Directive ::
Repeat the Cleator Moor station text word for word from "The original Cleator" up to and including "Cleator Moor East.".

Text provided ::
********

The original Cleator Moor railway station was built by the Whitehaven, Cleator and Egremont Railway. It served the rapidly urbanising town of Cleator Moor, Cumbria, England.

History
The line was one of the fruits of the rapid industrialisation of West Cumberland in the second half of the nineteenth century. The station opened to passengers on 1 July 1857 on the line being developed from Moor Row to Rowrah.

Subsidence led the company to build a deviation line which curved round the west side of the station and the growing settlement, in a similar manner to what it was forced to do at Eskett a few miles to the east. They built a passenger station on the deviation line which would go on to be called Cleator Moor East.

When the deviation line - known locally as the Bowthorn Line - and station opened in 1866 the original station was closed to passengers and became "Cleator Moor Goods Depot", with its line known locally as the Crossfield Loop. It remained open for goods traffic until the 1960s.

Afterlife
Satellite images suggest the station site is Public Open Space. By 2008 the trackbed had been transformed into part of National Cycle Route 71.

********

Listing ::
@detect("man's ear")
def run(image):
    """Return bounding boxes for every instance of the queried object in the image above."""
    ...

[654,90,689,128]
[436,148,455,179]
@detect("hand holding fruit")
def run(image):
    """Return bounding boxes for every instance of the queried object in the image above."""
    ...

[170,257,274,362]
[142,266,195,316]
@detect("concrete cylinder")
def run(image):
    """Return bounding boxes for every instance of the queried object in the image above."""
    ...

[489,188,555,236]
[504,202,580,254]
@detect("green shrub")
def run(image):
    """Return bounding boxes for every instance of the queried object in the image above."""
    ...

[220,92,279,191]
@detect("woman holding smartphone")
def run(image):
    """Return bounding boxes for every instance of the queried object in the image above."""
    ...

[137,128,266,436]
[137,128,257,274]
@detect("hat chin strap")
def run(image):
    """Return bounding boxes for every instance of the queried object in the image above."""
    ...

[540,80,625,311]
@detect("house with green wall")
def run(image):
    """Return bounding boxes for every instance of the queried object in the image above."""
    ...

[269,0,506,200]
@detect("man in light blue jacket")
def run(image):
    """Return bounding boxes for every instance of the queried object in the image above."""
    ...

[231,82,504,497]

********

Result below ::
The original Cleator Moor railway station was built by the Whitehaven, Cleator and Egremont Railway. It served the rapidly urbanising town of Cleator Moor, Cumbria, England.

History
The line was one of the fruits of the rapid industrialisation of West Cumberland in the second half of the nineteenth century. The station opened to passengers on 1 July 1857 on the line being developed from Moor Row to Rowrah.

Subsidence led the company to build a deviation line which curved round the west side of the station and the growing settlement, in a similar manner to what it was forced to do at Eskett a few miles to the east. They built a passenger station on the deviation line which would go on to be called Cleator Moor East.